» **Exercise instructions**
Lines before the one containing "Expected behaviour: the pointer places one marker on the trimmed" are left out; copy that line and every later line through the end of the data exactly.

» **Provided data**
— start —

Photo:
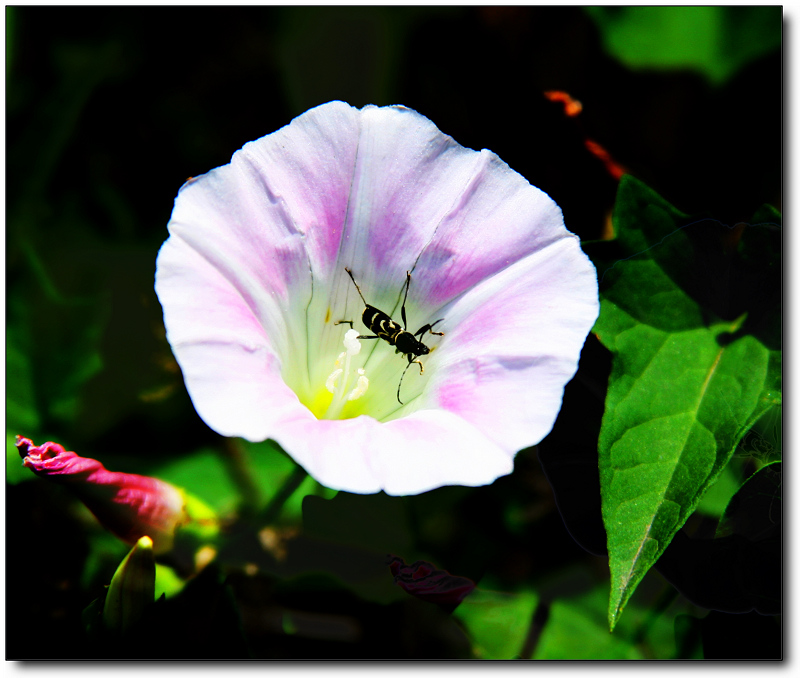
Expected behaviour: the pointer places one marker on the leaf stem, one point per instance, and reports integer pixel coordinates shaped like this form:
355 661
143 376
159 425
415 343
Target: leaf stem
273 508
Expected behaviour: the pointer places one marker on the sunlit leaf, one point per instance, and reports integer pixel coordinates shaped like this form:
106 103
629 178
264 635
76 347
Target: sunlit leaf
689 379
574 632
498 623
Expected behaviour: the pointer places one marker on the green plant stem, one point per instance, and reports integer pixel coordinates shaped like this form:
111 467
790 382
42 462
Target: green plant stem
273 508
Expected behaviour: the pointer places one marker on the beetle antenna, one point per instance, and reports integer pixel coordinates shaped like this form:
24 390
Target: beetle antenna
358 289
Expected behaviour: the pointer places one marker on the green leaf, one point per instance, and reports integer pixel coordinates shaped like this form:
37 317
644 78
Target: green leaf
714 41
576 629
695 365
498 623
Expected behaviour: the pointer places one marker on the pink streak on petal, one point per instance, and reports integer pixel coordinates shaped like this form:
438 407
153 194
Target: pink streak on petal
515 343
421 452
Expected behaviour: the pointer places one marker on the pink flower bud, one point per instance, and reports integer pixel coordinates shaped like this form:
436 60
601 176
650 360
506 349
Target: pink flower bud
423 580
128 505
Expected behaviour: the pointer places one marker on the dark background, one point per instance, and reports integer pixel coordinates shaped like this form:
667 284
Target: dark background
110 110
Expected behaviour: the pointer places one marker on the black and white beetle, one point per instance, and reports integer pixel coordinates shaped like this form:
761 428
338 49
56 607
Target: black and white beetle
387 329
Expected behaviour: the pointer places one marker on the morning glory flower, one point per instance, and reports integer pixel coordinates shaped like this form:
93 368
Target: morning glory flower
267 324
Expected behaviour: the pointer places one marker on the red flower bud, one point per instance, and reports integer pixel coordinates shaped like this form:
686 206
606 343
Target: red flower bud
424 581
128 505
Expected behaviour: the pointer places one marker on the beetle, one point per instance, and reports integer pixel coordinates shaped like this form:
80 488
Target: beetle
392 333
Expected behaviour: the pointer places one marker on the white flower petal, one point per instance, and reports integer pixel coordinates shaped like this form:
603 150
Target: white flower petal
254 291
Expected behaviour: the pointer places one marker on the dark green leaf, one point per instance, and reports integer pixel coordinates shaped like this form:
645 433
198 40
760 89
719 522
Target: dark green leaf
689 377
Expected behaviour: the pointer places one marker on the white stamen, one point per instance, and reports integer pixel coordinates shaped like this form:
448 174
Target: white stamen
338 380
330 382
361 386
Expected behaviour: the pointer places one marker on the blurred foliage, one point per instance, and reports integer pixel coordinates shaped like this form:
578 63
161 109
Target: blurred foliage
715 41
109 110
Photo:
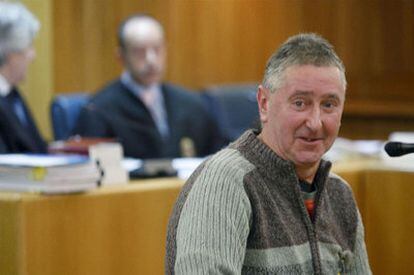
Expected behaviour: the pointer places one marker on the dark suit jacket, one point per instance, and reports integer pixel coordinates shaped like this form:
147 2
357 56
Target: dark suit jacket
116 112
15 137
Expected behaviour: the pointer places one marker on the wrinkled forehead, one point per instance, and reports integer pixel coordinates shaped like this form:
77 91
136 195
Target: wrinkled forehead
315 75
143 31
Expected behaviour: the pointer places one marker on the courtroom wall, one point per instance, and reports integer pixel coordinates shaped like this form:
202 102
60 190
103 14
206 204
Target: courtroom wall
213 42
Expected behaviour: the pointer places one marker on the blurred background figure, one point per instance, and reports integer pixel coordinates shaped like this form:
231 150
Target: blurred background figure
149 118
18 28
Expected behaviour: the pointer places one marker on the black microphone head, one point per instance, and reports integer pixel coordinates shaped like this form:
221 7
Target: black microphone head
394 149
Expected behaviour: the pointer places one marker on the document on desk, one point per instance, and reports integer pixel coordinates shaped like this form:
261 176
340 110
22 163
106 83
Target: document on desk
50 174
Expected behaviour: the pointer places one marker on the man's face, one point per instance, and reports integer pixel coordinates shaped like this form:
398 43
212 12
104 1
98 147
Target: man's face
302 118
17 64
144 53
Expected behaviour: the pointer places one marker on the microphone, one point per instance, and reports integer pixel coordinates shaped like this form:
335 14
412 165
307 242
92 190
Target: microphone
396 149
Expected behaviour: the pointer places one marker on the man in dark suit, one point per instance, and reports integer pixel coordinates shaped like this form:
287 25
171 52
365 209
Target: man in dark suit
18 131
149 118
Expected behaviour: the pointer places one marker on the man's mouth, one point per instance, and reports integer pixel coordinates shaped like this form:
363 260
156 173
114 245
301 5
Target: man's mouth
310 140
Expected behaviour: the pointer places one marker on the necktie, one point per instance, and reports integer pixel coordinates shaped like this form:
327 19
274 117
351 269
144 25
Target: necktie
149 97
16 105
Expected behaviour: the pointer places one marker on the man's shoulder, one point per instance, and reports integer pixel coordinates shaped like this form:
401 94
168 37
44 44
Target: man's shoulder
228 162
112 92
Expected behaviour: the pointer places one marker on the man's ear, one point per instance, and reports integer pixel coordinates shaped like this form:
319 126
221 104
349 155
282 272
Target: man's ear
263 102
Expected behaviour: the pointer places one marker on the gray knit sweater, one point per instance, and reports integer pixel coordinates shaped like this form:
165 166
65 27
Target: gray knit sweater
242 212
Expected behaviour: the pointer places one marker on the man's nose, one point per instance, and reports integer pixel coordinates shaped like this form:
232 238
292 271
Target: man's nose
314 121
151 56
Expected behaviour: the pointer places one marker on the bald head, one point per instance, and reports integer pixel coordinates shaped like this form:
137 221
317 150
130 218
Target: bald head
142 49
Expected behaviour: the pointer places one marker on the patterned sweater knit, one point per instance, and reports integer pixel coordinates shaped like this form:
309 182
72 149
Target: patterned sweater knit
242 212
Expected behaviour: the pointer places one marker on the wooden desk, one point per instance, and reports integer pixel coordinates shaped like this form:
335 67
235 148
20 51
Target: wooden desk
122 229
385 198
113 230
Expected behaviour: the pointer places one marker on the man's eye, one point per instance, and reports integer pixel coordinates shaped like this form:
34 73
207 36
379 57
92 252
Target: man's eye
329 105
299 103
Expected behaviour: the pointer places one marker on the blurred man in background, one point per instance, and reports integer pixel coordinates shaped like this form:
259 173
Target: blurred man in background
18 131
149 118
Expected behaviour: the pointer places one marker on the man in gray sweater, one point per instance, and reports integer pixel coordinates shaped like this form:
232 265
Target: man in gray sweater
268 203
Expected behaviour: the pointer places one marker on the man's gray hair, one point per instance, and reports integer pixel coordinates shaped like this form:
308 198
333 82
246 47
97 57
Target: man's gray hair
18 27
301 49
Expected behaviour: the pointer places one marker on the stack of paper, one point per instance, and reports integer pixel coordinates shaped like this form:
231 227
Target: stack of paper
50 174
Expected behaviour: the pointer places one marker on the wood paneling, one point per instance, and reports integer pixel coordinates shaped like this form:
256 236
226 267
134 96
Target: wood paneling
38 87
213 42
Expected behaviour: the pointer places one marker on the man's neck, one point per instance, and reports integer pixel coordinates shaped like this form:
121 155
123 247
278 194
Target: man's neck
307 173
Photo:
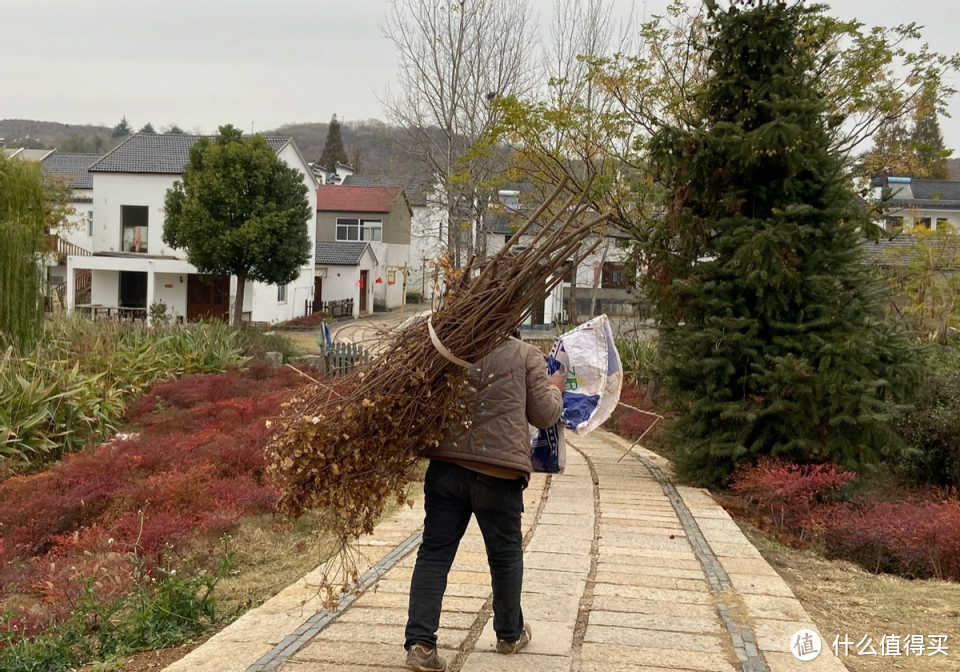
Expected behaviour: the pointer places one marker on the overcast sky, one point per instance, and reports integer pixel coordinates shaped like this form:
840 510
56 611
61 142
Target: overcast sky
202 63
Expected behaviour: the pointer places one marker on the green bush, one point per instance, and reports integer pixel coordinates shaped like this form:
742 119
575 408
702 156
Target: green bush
931 429
72 387
639 359
164 610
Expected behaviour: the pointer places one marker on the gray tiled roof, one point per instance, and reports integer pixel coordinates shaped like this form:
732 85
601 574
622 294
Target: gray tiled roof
415 190
340 253
74 167
894 251
157 154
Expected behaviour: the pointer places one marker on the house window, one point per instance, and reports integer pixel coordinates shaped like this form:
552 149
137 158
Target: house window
133 222
614 276
359 229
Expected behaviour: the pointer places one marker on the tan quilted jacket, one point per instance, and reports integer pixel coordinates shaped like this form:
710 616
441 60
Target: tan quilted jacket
504 392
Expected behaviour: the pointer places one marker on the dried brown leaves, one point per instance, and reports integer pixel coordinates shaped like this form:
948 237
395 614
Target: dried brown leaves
349 450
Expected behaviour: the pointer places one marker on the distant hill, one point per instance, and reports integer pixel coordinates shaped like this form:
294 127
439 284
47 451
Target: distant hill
62 137
375 141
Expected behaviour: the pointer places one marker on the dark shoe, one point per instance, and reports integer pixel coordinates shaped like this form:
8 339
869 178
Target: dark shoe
510 648
421 658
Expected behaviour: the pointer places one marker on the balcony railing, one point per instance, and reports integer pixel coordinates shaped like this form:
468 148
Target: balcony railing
64 248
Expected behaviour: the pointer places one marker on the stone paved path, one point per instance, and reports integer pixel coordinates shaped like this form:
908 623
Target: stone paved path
622 572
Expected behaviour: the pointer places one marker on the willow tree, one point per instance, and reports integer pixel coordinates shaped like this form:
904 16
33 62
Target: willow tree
24 217
771 321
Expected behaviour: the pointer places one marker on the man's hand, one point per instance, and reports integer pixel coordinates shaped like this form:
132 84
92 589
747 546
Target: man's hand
558 381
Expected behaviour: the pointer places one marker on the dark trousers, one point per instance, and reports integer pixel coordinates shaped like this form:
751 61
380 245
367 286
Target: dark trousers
452 494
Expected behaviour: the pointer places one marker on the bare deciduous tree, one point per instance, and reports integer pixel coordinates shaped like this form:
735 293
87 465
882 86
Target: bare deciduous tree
454 60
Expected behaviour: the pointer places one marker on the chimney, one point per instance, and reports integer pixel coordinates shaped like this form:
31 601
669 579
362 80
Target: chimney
900 188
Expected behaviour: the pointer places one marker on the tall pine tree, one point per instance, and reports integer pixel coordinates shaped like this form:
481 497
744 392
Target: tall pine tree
771 324
333 150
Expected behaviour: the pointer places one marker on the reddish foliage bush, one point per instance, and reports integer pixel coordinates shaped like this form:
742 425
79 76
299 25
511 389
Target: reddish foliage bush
788 492
917 537
193 470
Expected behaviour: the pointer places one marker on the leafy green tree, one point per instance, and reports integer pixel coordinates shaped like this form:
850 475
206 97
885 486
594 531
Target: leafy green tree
892 152
122 129
24 211
333 150
771 324
240 210
925 282
927 141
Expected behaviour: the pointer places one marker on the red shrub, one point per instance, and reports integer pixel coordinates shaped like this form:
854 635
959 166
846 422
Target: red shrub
787 491
192 471
916 537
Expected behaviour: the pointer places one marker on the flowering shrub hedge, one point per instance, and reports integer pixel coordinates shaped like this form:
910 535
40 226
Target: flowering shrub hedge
194 468
918 537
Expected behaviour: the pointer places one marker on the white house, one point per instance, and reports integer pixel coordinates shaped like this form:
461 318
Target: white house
379 217
76 237
345 277
427 226
131 267
912 203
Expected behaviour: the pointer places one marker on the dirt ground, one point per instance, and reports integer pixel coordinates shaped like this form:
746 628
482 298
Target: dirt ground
844 599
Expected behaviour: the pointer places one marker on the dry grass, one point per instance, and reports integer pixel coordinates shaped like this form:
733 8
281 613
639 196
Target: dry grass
843 599
305 341
271 554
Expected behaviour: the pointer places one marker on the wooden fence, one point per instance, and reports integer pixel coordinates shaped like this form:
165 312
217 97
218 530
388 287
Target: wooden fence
342 358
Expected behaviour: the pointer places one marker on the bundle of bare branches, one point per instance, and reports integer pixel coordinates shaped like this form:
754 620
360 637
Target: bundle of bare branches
349 451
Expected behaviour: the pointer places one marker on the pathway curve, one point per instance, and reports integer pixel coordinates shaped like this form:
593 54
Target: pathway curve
623 571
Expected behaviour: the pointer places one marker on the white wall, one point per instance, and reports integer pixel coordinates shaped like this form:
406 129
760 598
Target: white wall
389 255
76 230
113 190
105 288
910 215
174 295
427 243
342 282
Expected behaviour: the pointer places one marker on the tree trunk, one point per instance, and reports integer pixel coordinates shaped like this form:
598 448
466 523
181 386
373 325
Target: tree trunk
573 295
238 299
596 279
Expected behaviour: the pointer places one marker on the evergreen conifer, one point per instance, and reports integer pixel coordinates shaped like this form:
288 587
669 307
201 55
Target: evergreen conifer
333 150
927 142
122 129
772 326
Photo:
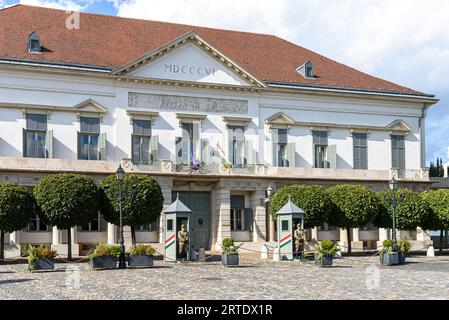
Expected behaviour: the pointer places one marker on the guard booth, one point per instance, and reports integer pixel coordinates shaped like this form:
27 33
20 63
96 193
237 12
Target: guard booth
287 220
176 215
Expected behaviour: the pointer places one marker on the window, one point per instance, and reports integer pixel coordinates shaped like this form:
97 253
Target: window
34 140
237 220
141 140
360 146
169 225
237 145
320 143
34 43
93 226
398 151
188 146
88 139
37 225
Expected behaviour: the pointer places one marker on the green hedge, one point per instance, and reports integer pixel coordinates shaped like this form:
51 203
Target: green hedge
411 212
142 205
17 207
355 205
311 198
67 200
438 203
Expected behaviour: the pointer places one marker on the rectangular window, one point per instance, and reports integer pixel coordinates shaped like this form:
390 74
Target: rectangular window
88 139
141 141
237 145
35 135
189 145
280 141
398 151
37 225
237 213
237 220
360 146
320 143
169 225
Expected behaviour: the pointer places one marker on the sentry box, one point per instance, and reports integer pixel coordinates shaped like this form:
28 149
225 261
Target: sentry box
176 215
287 220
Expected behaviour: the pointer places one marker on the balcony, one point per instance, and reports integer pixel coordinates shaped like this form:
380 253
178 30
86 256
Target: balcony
166 167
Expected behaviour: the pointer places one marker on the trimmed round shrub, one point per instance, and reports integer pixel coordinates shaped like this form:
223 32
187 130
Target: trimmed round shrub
17 207
67 200
142 204
312 199
438 202
411 211
355 205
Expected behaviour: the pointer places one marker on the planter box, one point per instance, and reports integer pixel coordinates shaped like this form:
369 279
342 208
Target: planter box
326 261
44 264
230 259
401 258
106 262
140 261
389 259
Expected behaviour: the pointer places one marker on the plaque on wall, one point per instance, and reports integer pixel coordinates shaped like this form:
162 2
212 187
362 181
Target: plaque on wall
187 104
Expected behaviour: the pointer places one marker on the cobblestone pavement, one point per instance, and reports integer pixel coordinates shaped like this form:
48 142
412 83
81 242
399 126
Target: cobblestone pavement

— end —

» **Task response**
Expected behaviour: the pointer places one marker on the trimmed round shrub, one point per instance, and reports integer pixel coordinates shaped like this form:
223 32
187 130
Target: trimmed round shrub
17 207
67 200
142 204
312 199
438 202
411 211
355 205
Expected behaviour: the pointer places one marker on the planter box, one point per instance, and reports integer pixel coordinates shaped like this form:
369 279
342 208
Target: planter box
326 261
44 264
230 259
401 258
106 262
140 261
389 259
Expected behaviour: the pointer places one marker on the plaque on wall, one point per instance, and reports integer pixel coordinates shaped like this form:
162 2
212 187
362 181
Target: plaque on wall
187 104
Expected behaviour: the pointer places one marker on the cobblestone pavement, one point per instance, and reports integer pixel coordinates shaped like this form:
48 142
412 83
81 242
399 126
Target: cobblestone pavement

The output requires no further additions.